» WHAT YOU WILL DO: Copy the listing below word for word, starting at the line that contains "target | green tree" and continuing through its last line.

» SOURCE RECORDS:
============
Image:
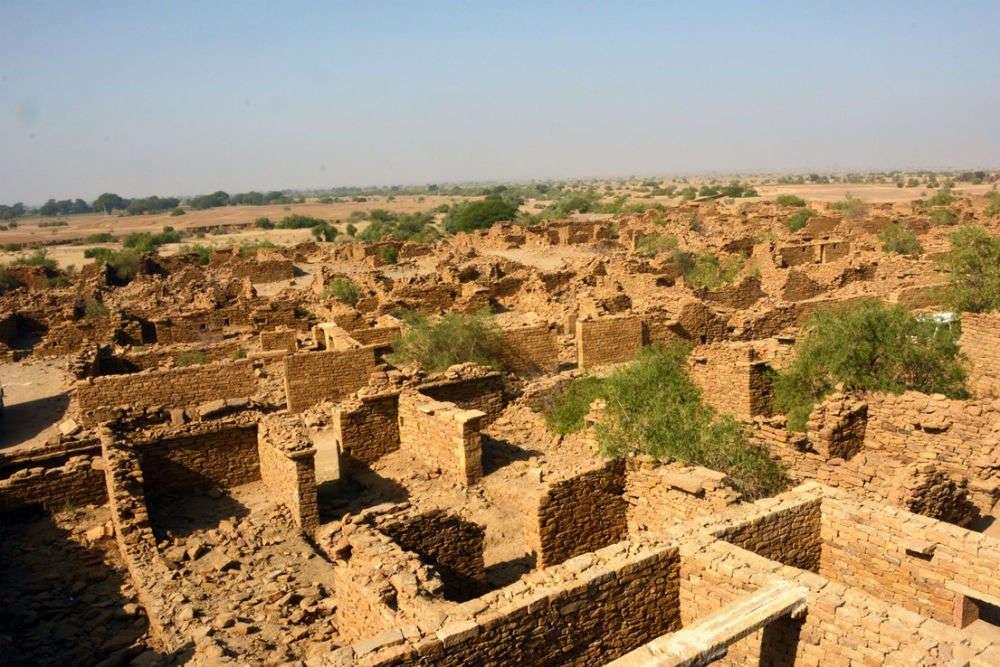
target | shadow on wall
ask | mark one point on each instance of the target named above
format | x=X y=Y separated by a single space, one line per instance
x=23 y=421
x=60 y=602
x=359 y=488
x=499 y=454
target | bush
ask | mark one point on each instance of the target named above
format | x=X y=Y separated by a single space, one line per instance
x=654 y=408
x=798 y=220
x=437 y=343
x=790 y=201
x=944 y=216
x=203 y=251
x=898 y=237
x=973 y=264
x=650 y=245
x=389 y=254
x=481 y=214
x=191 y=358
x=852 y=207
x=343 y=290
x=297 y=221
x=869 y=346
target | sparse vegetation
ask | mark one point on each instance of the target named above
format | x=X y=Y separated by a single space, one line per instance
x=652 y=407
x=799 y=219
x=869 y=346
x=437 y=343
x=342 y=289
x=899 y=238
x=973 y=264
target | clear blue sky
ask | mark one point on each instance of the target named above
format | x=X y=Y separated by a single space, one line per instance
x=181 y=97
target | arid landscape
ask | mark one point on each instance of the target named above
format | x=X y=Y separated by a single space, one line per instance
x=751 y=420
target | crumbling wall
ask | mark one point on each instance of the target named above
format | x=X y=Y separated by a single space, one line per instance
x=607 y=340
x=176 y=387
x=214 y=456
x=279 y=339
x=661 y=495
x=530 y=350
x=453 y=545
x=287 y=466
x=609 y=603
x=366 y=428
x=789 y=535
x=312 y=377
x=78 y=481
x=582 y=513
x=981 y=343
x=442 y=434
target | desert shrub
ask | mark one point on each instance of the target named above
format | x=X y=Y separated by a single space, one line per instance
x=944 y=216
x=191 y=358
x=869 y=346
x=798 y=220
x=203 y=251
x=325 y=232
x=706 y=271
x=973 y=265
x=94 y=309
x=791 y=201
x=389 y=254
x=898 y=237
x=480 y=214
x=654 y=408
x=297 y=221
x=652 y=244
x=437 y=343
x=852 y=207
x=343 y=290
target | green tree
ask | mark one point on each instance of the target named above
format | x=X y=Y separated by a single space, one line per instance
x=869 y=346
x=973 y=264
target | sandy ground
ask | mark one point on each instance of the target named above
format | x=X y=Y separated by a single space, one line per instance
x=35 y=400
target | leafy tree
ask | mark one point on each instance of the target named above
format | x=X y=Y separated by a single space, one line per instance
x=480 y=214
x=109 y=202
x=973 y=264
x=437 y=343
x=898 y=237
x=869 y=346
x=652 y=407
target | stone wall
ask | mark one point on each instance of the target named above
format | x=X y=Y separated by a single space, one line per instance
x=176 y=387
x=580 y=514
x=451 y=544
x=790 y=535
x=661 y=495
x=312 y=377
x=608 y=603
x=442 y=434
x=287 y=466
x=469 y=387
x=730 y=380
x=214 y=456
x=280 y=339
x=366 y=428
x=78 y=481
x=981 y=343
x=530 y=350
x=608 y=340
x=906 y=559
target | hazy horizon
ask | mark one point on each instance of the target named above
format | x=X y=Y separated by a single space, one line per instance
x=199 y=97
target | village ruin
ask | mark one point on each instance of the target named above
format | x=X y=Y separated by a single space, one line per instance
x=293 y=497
============
» COMPLETE RESPONSE:
target | green tree
ask | mark one point on each instance of the target named above
format | x=X y=Y separated by a single space, one line per instance
x=869 y=346
x=973 y=264
target | sandy ground
ask | mark one point on each instance of the target named above
format | x=X y=Y separated by a single space, one line per instance
x=35 y=400
target | leafy tree
ask | mark one point on each instance of the target named above
format | x=X y=Y separated by a single space, one line per instance
x=480 y=214
x=109 y=202
x=973 y=264
x=437 y=343
x=898 y=237
x=869 y=346
x=652 y=407
target | stone wall
ask | mark one point on each instance of the target named above
format | x=X y=Y separated by a single space, one line per instance
x=176 y=387
x=580 y=514
x=451 y=544
x=790 y=535
x=661 y=495
x=312 y=377
x=608 y=603
x=442 y=434
x=287 y=466
x=469 y=387
x=730 y=380
x=214 y=456
x=280 y=339
x=366 y=428
x=78 y=481
x=981 y=343
x=530 y=350
x=608 y=340
x=906 y=559
target | hazy horizon
ask | mark one point on each instance of the target named above
format | x=X y=Y separated by a single space, one line per instance
x=199 y=97
target | village ruin
ask | mark one point on each instance of the target named above
format | x=X y=Y separated by a single space, one line per instance
x=293 y=497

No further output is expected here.